◆ **Description of the task**: The response should contain every entry, reproduced exactly.

=== Begin Enclosure ===

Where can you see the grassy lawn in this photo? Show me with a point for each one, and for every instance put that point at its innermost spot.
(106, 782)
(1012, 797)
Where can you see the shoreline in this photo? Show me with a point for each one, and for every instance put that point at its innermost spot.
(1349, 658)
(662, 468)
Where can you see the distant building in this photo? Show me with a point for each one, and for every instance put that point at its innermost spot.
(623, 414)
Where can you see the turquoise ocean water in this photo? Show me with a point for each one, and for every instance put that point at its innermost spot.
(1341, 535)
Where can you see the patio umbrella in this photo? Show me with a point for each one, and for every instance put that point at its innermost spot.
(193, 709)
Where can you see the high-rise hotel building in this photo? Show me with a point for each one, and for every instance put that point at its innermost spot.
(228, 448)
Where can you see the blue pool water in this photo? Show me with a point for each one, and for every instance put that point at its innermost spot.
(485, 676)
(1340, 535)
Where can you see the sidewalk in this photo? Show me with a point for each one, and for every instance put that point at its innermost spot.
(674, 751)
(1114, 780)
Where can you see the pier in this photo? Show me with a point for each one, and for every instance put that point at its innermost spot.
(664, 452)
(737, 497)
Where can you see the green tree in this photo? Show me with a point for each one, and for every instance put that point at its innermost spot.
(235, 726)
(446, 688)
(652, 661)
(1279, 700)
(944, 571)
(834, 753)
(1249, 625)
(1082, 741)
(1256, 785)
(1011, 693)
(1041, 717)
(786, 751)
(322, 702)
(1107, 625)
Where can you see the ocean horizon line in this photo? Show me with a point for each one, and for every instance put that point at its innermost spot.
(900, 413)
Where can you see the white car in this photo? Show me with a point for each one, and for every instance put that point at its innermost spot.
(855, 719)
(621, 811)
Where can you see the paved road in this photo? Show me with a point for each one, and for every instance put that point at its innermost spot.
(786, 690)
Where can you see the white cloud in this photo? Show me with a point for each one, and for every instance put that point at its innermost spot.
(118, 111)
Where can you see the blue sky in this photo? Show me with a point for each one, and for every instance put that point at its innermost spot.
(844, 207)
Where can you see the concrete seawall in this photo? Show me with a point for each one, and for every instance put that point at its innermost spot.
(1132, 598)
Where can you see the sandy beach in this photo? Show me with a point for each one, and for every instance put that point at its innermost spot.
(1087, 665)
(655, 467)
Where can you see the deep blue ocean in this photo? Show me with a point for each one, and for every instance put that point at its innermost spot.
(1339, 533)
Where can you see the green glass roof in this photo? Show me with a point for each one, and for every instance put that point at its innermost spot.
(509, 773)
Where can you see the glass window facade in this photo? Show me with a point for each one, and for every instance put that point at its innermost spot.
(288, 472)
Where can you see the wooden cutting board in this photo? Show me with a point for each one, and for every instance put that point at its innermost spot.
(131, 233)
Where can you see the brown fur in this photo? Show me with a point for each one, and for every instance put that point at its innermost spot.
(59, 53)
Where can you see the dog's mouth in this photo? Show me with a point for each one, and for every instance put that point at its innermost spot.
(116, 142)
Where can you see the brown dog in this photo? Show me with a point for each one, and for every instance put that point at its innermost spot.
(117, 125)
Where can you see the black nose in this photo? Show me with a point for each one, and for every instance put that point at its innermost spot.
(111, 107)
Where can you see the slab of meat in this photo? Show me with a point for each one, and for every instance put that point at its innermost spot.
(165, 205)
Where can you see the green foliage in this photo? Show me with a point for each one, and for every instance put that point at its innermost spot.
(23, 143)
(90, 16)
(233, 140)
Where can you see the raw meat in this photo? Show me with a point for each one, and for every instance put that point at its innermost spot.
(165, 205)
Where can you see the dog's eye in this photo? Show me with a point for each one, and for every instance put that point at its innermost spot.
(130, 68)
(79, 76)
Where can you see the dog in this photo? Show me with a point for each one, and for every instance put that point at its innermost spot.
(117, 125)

=== End Enclosure ===

◆ **Exercise solution**:
Where can you see the grassy lawn in this photo? Show me with a point for each one, and for every instance put that point at its innermost spot.
(106, 782)
(1012, 797)
Where can you see the shoreline in this photo? Show me with a point for each one, and for every instance put that point at its innermost spot.
(1349, 658)
(662, 468)
Where can you see the distant building in this photo? Show me with a point for each one, and for every instance put that point at its innermost spot.
(623, 414)
Where can you see the turquoise ocean water in this photo? Show me with a point for each one, and for every instance put that point at its innermost spot.
(1341, 535)
Where can you see the patio umbrella in this photo? Show me with a point for each one, and for every instance put that point at its innermost spot.
(193, 709)
Where can you see the high-rise hotel building in this photo? Show me with a point for each one, and for every instance put that point at its innermost spot.
(228, 448)
Where can you see the blue pool water in this photo? Show me with a point for each one, and for every instance put that point at its innermost spot.
(485, 676)
(1340, 535)
Where can you see the sidewalk in this photo? Show me with a point for each one, and for every instance put that point at its innermost spot.
(674, 751)
(1114, 780)
Where can you see the pier in this photo? Show me with a point for each one, and for every instance put that point at its innermost spot.
(664, 452)
(737, 497)
Where can you see the green tree in this photo? Show me with a point for each one, and for every instance put that point at its innermost spot.
(235, 726)
(446, 688)
(652, 661)
(1279, 700)
(944, 571)
(834, 753)
(1249, 625)
(1082, 741)
(1256, 785)
(1011, 693)
(1041, 717)
(786, 751)
(322, 702)
(1107, 625)
Where can you see the ocean horizon line in this photo? Show me with a point for each one, and for every instance put that point at its innermost spot.
(900, 413)
Where can you see the white car in this photo? Show me with a point for each one, and for every instance put that point at its innermost spot.
(855, 719)
(621, 811)
Where can you see the paved road in this photo? Show me with a point for each one, and for every instance put that point at its innermost spot.
(786, 690)
Where can you see the white cloud in this photo? Show me with a point for each one, and for every instance put that point at its innermost spot.
(118, 111)
Where can you see the blue sky in this photo? Show me with a point for each one, and for every instance put that point at its innermost spot.
(844, 207)
Where can you see the concrete seawall in this photo? Show me with a point for each one, and for every instance put that point at its innermost spot.
(1132, 598)
Where can you see the sandy beach in this photo? Show me with a point for each one, and for every instance put that point at its innermost spot.
(1087, 665)
(655, 467)
Where can you see the deep blue ocean in this photo? Show me with a point for each one, and for every instance put that point at its innermost spot.
(1339, 533)
Where can you see the green glass roof in this photo? Show me with a point for each one, and for every instance put that point at its innermost spot.
(509, 773)
Where can you see the glass window facade in this photo? Show me with a point for each one, and for every instance put that point at its innermost spot.
(288, 472)
Where can you see the wooden cutting board in this photo? Show me with a point for each one, and for every instance put that point at its innermost spot.
(131, 233)
Where can you see the brown fur in this photo? Show me with a point for each one, and for every instance put that point at its innermost spot.
(59, 53)
Where can you see the dog's mouth in this photo? Show me with a point for each one, and for every instance put that point at its innermost spot.
(116, 142)
Where can you see the brown dog in this photo? Show me with a point for each one, and for every instance put that point at its innermost spot.
(117, 125)
Where can you see the black nose in this photo? Show me with a point for each one, and for every instance put that point at its innermost spot.
(111, 107)
Where can you see the slab of meat in this photo? Show me with a point for each one, and for every instance put that point at its innermost spot.
(165, 205)
Where can you see the green foliage in this photo? Show me with a point for each one, and for every instance put that point at its innermost spot.
(23, 143)
(90, 16)
(233, 140)
Where can you see the raw meat in this photo? Show me with a point for each one, and for every instance put that point at its innermost spot.
(165, 205)
Where can you see the dog's eye in this photo? Show me with a point for each one, and for every instance put that point at its innermost spot.
(130, 68)
(79, 76)
Where can you see the dog in this photo? Show me with a point for each one, and for every instance put that point at its innermost spot.
(117, 125)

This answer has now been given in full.